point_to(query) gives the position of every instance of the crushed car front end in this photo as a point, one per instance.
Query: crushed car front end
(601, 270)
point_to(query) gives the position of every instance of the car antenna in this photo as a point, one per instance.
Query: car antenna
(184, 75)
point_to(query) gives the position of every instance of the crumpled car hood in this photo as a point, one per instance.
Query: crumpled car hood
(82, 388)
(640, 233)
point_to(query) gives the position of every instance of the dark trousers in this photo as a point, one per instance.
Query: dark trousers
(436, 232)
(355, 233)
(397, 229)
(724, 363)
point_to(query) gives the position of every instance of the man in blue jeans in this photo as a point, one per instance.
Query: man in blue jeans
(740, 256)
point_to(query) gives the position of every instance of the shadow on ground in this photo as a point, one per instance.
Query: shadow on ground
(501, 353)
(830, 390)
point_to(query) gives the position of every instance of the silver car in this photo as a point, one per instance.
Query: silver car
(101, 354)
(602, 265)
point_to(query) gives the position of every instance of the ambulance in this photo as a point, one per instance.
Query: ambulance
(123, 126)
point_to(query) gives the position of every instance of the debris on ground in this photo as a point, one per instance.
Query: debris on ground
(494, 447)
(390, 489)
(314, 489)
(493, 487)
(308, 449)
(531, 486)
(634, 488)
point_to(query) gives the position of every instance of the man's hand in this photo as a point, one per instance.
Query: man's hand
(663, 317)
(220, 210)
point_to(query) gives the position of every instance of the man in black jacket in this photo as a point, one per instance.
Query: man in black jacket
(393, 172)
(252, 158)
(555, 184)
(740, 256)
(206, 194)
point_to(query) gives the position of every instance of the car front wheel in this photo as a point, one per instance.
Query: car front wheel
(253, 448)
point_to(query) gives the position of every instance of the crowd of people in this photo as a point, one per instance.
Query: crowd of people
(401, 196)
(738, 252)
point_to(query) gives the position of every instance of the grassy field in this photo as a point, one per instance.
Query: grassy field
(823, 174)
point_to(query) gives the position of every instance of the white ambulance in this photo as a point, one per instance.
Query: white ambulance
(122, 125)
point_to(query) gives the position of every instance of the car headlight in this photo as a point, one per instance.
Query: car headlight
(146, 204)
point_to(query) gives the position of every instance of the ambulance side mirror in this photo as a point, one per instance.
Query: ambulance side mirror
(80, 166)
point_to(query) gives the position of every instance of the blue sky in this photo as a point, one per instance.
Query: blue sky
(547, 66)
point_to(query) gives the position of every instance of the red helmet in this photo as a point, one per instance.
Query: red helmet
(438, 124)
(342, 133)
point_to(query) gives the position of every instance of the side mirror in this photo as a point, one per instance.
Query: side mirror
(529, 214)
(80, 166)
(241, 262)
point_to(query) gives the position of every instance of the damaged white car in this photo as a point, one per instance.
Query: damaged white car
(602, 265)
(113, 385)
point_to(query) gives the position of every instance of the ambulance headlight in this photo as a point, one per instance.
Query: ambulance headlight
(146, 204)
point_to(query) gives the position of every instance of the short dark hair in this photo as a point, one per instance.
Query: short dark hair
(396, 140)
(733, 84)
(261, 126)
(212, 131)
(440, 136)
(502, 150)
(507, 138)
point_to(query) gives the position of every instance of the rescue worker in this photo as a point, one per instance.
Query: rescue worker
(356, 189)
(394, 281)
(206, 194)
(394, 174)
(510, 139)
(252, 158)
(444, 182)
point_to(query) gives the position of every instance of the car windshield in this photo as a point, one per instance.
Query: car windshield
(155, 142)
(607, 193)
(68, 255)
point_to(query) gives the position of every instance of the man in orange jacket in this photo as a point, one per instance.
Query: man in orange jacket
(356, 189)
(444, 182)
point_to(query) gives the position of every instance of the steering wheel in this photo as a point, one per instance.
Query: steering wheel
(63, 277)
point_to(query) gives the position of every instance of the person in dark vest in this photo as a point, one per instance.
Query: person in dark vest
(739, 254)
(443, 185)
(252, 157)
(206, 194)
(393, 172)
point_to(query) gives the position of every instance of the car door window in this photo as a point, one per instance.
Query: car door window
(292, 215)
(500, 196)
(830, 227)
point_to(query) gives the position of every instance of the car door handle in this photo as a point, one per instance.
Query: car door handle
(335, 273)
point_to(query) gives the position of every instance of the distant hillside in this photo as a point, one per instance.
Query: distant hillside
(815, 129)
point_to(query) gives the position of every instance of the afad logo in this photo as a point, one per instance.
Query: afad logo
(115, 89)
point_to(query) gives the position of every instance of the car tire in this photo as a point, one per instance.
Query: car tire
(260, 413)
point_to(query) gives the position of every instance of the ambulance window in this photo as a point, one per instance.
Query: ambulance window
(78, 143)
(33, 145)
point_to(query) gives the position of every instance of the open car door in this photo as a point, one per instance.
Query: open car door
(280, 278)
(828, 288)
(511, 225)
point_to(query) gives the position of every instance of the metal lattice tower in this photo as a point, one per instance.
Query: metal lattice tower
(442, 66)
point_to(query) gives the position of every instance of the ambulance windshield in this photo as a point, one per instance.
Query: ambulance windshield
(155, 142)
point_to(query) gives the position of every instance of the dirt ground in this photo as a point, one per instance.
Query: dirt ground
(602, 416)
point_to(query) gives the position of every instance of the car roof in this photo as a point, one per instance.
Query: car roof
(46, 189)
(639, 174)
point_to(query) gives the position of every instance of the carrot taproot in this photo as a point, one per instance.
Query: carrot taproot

--

• Problem to work on:
For each line shown above, write an exact copy.

• Answer space:
point_to(query) gives the position of every instance of the crushed car front end in this photo as a point, one per instance.
Query: crushed car front end
(601, 270)
point_to(query) gives the position of every instance of the car antenna in this photo as a point, one per instance.
Query: car antenna
(184, 75)
point_to(query) gives the position of every instance of the crumpled car hood in this photo as a point, one per instance.
Query: crumpled car hood
(82, 388)
(640, 233)
point_to(query) gives the position of every instance of the dark trousers in this photo as a point, one per instance.
Query: dark trousers
(436, 232)
(355, 233)
(397, 229)
(724, 363)
point_to(query) gives the position of every instance of the man in blue jeans in this photo as a point, one per instance.
Query: man in blue jeans
(740, 256)
point_to(query) gives the position of every instance of the shadow on ground in this photo as a point, one per instance.
Query: shadow on ground
(501, 353)
(830, 390)
point_to(query) gives the position of every instance of the silver car in this photo as a point, one per instance.
Query: silver car
(101, 354)
(602, 265)
point_to(query) gives the position of every instance of the ambulance in this photo as a point, one per instance.
Query: ambulance
(123, 126)
point_to(query) gives the position of every instance of the debris on ground in this photo as a point, one per instance.
Query: debris on ground
(494, 447)
(390, 489)
(314, 489)
(493, 487)
(308, 449)
(531, 486)
(634, 488)
point_to(query) gives the position of every instance of the man's hand in this photo as a point, one per instance.
Query: man's hand
(663, 317)
(220, 210)
point_to(query) gives the position of every instance of the man in black jacket in this photo as a point, one per instance.
Query: man in black jacket
(393, 172)
(252, 158)
(555, 184)
(740, 256)
(206, 194)
point_to(query) gives the position of every instance of the car front wheel in this photo as a point, one per instance.
Query: car front wheel
(253, 448)
point_to(query) gives the position of every instance of the crowd of people in this photo as a point, one per instance.
Query: crowd of people
(401, 196)
(738, 252)
point_to(query) gives the position of every instance of the grassy field in this photo as a point, one per instance.
Query: grassy field
(823, 174)
point_to(query) gives the position of every instance of the white ambulance in this photo as a point, one per instance.
Query: white ambulance
(122, 125)
point_to(query) gives the position of every instance of the car headlight in this photo as a point, one per instance.
Query: car headlight
(146, 204)
point_to(query) gives the position of every instance of the ambulance side mirror in this photo as a point, one per instance.
Query: ambulance side mirror
(80, 166)
point_to(query) gives the position of every instance of the blue sky in this photo as a point, one per instance.
Query: blue sky
(547, 66)
point_to(query) gives the position of every instance of the red helmet in this photo as a point, one per instance.
Query: red helmet
(438, 124)
(342, 133)
point_to(query) gives the position of every instance of the side mirror in this photo as a point, one per instance.
Query: side mirror
(529, 214)
(80, 166)
(241, 262)
point_to(query) gives the position of every instance of the damaged white car in this photo as a point, one per instance.
Query: damaged white car
(602, 265)
(113, 385)
point_to(query) gives the position of every instance of the ambulance headlight in this photo as a point, one per instance.
Query: ambulance headlight
(146, 204)
point_to(query) gives the position of every instance of the short dark hair in this photo as a point, one per instance.
Query: short dark hair
(396, 140)
(733, 84)
(261, 126)
(212, 131)
(440, 136)
(502, 150)
(507, 138)
point_to(query) gives the position of every instance of the rescue worker in this photo as a point, one per instance.
Query: rescue worker
(356, 189)
(394, 281)
(206, 194)
(394, 174)
(510, 139)
(252, 158)
(444, 182)
point_to(query) gives the position of every instance of the car windshield in this photo as a point, one per instance.
Query: car windshield
(155, 142)
(607, 193)
(68, 255)
point_to(query) gives the position of every instance of the man in orange jacket in this photo as a point, one per instance.
Query: man in orange jacket
(356, 189)
(444, 182)
point_to(query) gives the position of every instance of the steering wheel in this photo as a point, one per instance.
Query: steering wheel
(63, 277)
point_to(query) gives the position of every instance of the person in dark vest in this photo as a point, one per instance.
Query: person in dark vest
(739, 254)
(443, 185)
(252, 157)
(206, 194)
(393, 172)
point_to(query) gives the position of every instance of the car door window in this photo as a point, one per instance.
Query: car door window
(292, 215)
(500, 196)
(830, 227)
point_to(query) gives the position of every instance of the car door handle in this photo as a point, one per instance.
Query: car door handle
(335, 273)
point_to(query) gives the position of every instance of the distant hillside in this photo as a point, one per instance.
Query: distant hillside
(815, 129)
point_to(query) gives the position of every instance of the afad logo in this photo as a point, one per instance.
Query: afad logo
(115, 89)
point_to(query) gives the position of every instance of the car tire in this photo as a point, one per instance.
Query: car tire
(260, 413)
point_to(query) gives the position of every instance of the ambulance window in this photo as a point, one per instance.
Query: ambulance window
(78, 143)
(33, 145)
point_to(query) gives the position of every instance of the open car door in this photo as a point, one per instance.
Query: open car door
(280, 278)
(828, 288)
(511, 225)
point_to(query) gives the position of every instance of the metal lattice tower in this photo as a point, one per instance.
Query: metal lattice tower
(442, 66)
point_to(query) gives the position of every instance of the ambulance windshield in this photo as a point, one per instance.
Query: ambulance windshield
(155, 142)
point_to(query) gives the position of every instance of the dirt ground in this photo as a point, one per instance.
Query: dirt ground
(602, 416)
point_to(query) gives the position of every instance of the car roof in this photo as a point, one per instance.
Query: car roof
(46, 189)
(639, 174)
point_to(query) gives the position of every instance of the carrot taproot in this photo as a point, one per instance.
Query: carrot taproot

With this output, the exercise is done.